If you haven't read the introduction, read that first. It goes over what lambda calculus is, as well as the syntax I'll be using throughout this post.

Natural Numbers

There are various ways to encode natural numbers (whole numbers ≥ 0) in lambda calculus. The most common is using Church numerals, where:

  • 0 = (λx,y -> y)
  • 1 = (λx,y -> (x y))
  • 2 = (λx,y -> (x (x y)))
  • 3 = (λx,y -> (x (x (x y))))

...and so on. We can think of this encoding a number N by applying the first function N times to the second function.

One of the most important functions on natural numbers is the successor function, which takes a natural number a and returns the next natural number a+1. This can be implemented as follows:

(succ a) = (λx,y -> (x (a x y)))

Essentially, we:

  • "set up" a number by creating a function of 2 variables (λx,y ->
  • "get" the expression inside a by applying the 2 variables to it (a x y)
  • apply x one more time (x

For example,

(succ 2)
= (λx,y -> (x (2 x y)))
= (λx,y -> (x (x (x y))))
= 3

The above definition would be acceptable in Haskell, but to make this a proper lambda calculus expression, we need to abstract a as a function parameter:

succ = (λa -> (λx,y -> (x (a x y))))

However, abstracting is a trivial step and makes it harder to understand the expression, so I won't abstract any of the future definitions.

Basic Arithmetic

Using the same idea as succ, we can write a function add3:

(add3 a) = (λx,y -> (x (x (x (a x y)))))

Or, we can simply use succ as previously defined:

(add3 a) = (succ (succ (succ a)))

Remember that named functions don't exist in lambda calculus. The above is just a shorthand for inserting the full definition of succ 3 times. In fact, doesn't applying a function N times sound familiar? We can rewrite add3 as:

(add3 a) = (3 succ a)

To be explicit, this applies succ 3 times to a, which is exactly what we want. We can use this to implement the general function add, which sums two natural numbers together.

Instructions:
a - According to the lambda calculus text, what does the successor function return when given a natural number a?
b - List every Church numeral that the lambda calculus text writes out in full, giving each number with its encoding.
c - From the lambda calculus text, write out the part that opens with the words containing "The above definition" and closes with "(x (x (a x y)))))".

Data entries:
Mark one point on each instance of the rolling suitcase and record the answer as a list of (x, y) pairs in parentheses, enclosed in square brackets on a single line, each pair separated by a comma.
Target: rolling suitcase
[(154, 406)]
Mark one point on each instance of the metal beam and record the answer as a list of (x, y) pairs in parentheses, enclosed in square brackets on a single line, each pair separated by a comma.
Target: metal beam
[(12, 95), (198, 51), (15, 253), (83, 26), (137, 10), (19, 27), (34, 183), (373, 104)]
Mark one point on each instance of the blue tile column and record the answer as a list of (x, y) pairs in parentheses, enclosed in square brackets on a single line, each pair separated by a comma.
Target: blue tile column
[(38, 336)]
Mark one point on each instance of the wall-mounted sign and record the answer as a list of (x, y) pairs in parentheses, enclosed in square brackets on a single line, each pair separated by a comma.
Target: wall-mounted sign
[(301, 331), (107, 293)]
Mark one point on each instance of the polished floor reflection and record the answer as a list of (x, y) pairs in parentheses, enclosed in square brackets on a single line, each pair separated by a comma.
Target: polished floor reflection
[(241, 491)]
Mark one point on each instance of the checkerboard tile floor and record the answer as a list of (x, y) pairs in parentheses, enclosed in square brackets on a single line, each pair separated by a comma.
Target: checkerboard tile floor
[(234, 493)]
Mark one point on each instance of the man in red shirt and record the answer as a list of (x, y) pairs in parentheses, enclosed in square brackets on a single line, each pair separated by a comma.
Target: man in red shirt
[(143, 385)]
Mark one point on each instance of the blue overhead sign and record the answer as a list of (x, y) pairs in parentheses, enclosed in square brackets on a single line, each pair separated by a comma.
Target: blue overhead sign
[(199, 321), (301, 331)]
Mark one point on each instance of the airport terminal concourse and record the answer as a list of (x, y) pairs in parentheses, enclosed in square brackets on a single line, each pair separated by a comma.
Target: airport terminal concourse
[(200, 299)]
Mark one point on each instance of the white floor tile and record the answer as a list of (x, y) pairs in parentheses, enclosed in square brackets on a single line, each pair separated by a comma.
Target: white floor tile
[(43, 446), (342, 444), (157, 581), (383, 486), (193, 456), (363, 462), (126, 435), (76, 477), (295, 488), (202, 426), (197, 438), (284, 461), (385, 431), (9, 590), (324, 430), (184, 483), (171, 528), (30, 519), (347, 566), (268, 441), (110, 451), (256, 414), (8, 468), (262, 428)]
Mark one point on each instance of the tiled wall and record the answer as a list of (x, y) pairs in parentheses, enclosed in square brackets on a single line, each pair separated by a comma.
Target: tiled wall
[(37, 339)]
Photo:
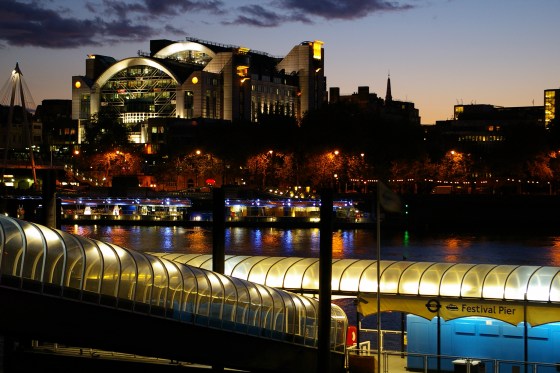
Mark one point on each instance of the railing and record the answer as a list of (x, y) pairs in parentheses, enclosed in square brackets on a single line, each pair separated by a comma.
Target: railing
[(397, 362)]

==

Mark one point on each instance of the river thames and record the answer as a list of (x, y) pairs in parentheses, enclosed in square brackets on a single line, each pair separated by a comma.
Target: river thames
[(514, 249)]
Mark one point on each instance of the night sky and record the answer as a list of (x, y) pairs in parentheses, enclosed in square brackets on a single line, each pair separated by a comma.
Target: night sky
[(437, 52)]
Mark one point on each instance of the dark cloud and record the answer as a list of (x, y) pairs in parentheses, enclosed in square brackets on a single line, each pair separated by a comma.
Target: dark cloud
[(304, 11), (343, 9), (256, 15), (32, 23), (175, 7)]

Completed exercise:
a - The next natural number, a+1.

b -
- 0 = (λx,y -> y)
- 1 = (λx,y -> (x y))
- 2 = (λx,y -> (x (x y)))
- 3 = (λx,y -> (x (x (x y))))

c -
The above definition would be acceptable in Haskell, but to make this a proper lambda calculus expression, we need to abstract a as a function parameter:

succ = (λa -> (λx,y -> (x (a x y))))

However, abstracting is a trivial step and makes it harder to understand the expression, so I won't abstract any of the future definitions.

Basic Arithmetic

Using the same idea as succ, we can write a function add3:

(add3 a) = (λx,y -> (x (x (x (a x y)))))